STATED TASK — Copy all of the data below, swapping "detect" for "locate" wherever it occurs and leaving everything else as it is.
-- DATA IN THIS EXERCISE start --
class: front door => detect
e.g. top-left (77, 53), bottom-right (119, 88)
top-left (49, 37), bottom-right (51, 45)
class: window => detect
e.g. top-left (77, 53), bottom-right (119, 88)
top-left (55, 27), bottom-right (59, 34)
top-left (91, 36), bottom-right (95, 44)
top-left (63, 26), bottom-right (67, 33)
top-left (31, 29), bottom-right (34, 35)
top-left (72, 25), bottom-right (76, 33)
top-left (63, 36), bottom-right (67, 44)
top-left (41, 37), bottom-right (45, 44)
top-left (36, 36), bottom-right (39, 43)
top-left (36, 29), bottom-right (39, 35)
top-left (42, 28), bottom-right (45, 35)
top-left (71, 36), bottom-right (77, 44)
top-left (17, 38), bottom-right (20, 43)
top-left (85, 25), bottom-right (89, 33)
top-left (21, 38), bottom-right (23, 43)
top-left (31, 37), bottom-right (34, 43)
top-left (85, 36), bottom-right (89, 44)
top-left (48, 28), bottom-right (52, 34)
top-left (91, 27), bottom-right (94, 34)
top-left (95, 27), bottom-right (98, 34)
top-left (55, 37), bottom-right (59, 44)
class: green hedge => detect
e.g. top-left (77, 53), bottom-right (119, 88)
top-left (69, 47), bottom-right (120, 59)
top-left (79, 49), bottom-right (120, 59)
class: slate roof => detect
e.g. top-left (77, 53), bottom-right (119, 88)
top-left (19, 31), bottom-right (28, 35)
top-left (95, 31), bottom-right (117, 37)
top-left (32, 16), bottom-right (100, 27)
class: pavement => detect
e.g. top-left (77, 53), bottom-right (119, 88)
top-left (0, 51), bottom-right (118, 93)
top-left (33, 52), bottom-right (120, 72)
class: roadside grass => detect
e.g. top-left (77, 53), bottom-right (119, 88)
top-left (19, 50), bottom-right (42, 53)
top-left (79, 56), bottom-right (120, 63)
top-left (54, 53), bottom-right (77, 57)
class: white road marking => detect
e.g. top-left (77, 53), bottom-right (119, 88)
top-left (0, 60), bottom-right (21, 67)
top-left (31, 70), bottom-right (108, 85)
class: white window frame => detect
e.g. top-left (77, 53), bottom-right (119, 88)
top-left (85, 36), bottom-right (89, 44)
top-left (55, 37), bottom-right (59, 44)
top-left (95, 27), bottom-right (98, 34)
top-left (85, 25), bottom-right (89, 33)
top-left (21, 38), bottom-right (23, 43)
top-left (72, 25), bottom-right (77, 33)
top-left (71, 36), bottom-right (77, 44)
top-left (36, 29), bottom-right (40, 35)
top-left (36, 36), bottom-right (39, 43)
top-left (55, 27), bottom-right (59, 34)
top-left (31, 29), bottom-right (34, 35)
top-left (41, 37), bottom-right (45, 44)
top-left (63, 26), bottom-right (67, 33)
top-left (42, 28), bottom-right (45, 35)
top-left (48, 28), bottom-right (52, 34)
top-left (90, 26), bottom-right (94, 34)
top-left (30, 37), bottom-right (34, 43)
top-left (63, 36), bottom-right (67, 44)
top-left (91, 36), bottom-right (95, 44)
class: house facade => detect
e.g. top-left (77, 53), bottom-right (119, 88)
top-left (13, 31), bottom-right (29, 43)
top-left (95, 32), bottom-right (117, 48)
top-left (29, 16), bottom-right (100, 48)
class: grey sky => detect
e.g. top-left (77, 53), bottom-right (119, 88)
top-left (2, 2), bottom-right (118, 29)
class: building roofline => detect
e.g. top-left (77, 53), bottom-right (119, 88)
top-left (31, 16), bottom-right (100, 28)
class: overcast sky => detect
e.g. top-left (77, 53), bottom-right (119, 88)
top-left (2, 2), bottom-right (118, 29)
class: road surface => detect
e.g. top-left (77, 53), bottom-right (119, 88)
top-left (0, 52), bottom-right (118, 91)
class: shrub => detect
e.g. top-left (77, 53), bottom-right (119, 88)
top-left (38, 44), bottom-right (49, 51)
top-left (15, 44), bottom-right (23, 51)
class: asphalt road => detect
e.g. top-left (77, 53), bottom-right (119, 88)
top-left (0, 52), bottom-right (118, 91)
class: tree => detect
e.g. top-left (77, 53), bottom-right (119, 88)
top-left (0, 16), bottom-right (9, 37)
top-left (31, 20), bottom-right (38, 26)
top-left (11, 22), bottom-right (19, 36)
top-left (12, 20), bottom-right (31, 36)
-- DATA IN THIS EXERCISE end --
EXPECTED ANSWER —
class: front door => locate
e.g. top-left (77, 53), bottom-right (119, 88)
top-left (49, 37), bottom-right (51, 45)
class: window => locate
e.g. top-left (77, 53), bottom-right (119, 88)
top-left (55, 27), bottom-right (59, 34)
top-left (91, 36), bottom-right (95, 44)
top-left (63, 26), bottom-right (67, 33)
top-left (31, 29), bottom-right (34, 35)
top-left (72, 25), bottom-right (76, 33)
top-left (63, 36), bottom-right (67, 44)
top-left (41, 37), bottom-right (45, 44)
top-left (36, 36), bottom-right (39, 43)
top-left (36, 29), bottom-right (39, 35)
top-left (42, 28), bottom-right (45, 35)
top-left (71, 36), bottom-right (77, 44)
top-left (17, 38), bottom-right (20, 43)
top-left (85, 25), bottom-right (89, 33)
top-left (21, 38), bottom-right (23, 43)
top-left (31, 37), bottom-right (34, 43)
top-left (85, 36), bottom-right (89, 44)
top-left (48, 28), bottom-right (52, 34)
top-left (91, 27), bottom-right (94, 34)
top-left (95, 27), bottom-right (98, 34)
top-left (55, 37), bottom-right (59, 44)
class: green hedge => locate
e.g. top-left (77, 53), bottom-right (119, 88)
top-left (69, 47), bottom-right (120, 59)
top-left (79, 49), bottom-right (120, 59)
class: slate roof => locate
e.g. top-left (77, 53), bottom-right (119, 88)
top-left (19, 31), bottom-right (28, 35)
top-left (95, 31), bottom-right (117, 37)
top-left (32, 16), bottom-right (100, 27)
class: pavement => locate
e.g. top-left (77, 53), bottom-right (119, 88)
top-left (0, 51), bottom-right (118, 93)
top-left (33, 52), bottom-right (120, 72)
class: roadside grass => locate
e.g. top-left (77, 53), bottom-right (119, 88)
top-left (19, 50), bottom-right (42, 53)
top-left (79, 56), bottom-right (120, 63)
top-left (54, 53), bottom-right (77, 57)
class: white road marking => locate
e.g. top-left (77, 53), bottom-right (119, 88)
top-left (0, 60), bottom-right (21, 67)
top-left (31, 70), bottom-right (108, 85)
class: white window frame => locate
e.g. top-left (77, 53), bottom-right (119, 88)
top-left (85, 36), bottom-right (89, 44)
top-left (55, 37), bottom-right (59, 44)
top-left (95, 27), bottom-right (98, 34)
top-left (85, 25), bottom-right (89, 33)
top-left (21, 38), bottom-right (23, 43)
top-left (72, 25), bottom-right (77, 33)
top-left (71, 36), bottom-right (77, 44)
top-left (36, 29), bottom-right (40, 35)
top-left (36, 36), bottom-right (39, 43)
top-left (55, 27), bottom-right (59, 34)
top-left (31, 29), bottom-right (34, 35)
top-left (41, 37), bottom-right (45, 44)
top-left (63, 26), bottom-right (67, 33)
top-left (42, 28), bottom-right (45, 35)
top-left (48, 28), bottom-right (52, 34)
top-left (90, 26), bottom-right (94, 34)
top-left (30, 37), bottom-right (34, 43)
top-left (63, 36), bottom-right (67, 44)
top-left (91, 36), bottom-right (95, 44)
class: house facade => locate
e.g. top-left (77, 53), bottom-right (119, 88)
top-left (13, 31), bottom-right (29, 43)
top-left (95, 32), bottom-right (117, 48)
top-left (29, 16), bottom-right (100, 48)
class: grey sky => locate
e.g. top-left (77, 53), bottom-right (119, 88)
top-left (2, 2), bottom-right (118, 29)
class: building roofline => locate
e.g. top-left (77, 53), bottom-right (119, 88)
top-left (31, 16), bottom-right (100, 28)
class: overcast sky => locate
e.g. top-left (77, 53), bottom-right (119, 88)
top-left (2, 2), bottom-right (118, 29)
class: road surface => locate
e.g. top-left (77, 53), bottom-right (119, 88)
top-left (0, 52), bottom-right (118, 91)
class: shrub => locate
e.g. top-left (77, 53), bottom-right (119, 88)
top-left (38, 44), bottom-right (49, 51)
top-left (15, 44), bottom-right (23, 51)
class: asphalt road => locate
e.g. top-left (77, 53), bottom-right (119, 88)
top-left (0, 52), bottom-right (118, 91)
class: tree => locate
e.g. top-left (77, 53), bottom-right (119, 88)
top-left (0, 16), bottom-right (9, 37)
top-left (31, 20), bottom-right (38, 26)
top-left (11, 22), bottom-right (19, 36)
top-left (12, 20), bottom-right (31, 36)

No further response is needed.